::: Provided information :::
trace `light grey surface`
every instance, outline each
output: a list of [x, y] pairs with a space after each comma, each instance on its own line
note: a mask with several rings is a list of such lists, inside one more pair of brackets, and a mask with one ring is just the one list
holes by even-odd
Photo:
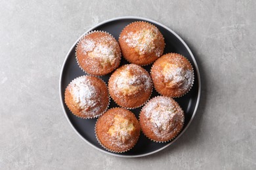
[[[0, 169], [255, 169], [255, 1], [119, 1], [0, 2]], [[123, 16], [152, 19], [178, 33], [202, 79], [201, 103], [184, 134], [135, 159], [83, 142], [58, 97], [60, 69], [74, 41]]]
:::
- **Exercise objective**:
Copy all of the records above line for line, word for word, but leave out the pictures.

- **Full solution**:
trace `light grey surface`
every instance, outline each
output: a list of [x, y] pairs with a space after each comma, each instance on its own line
note: a mask with several rings is a list of such lists, inside one more pair of brackets, and a mask with one ring is just the one list
holes by even-odd
Photo:
[[[0, 169], [255, 169], [255, 1], [119, 1], [0, 2]], [[123, 16], [152, 19], [178, 33], [202, 79], [201, 103], [184, 134], [135, 159], [83, 142], [58, 97], [60, 69], [74, 41]]]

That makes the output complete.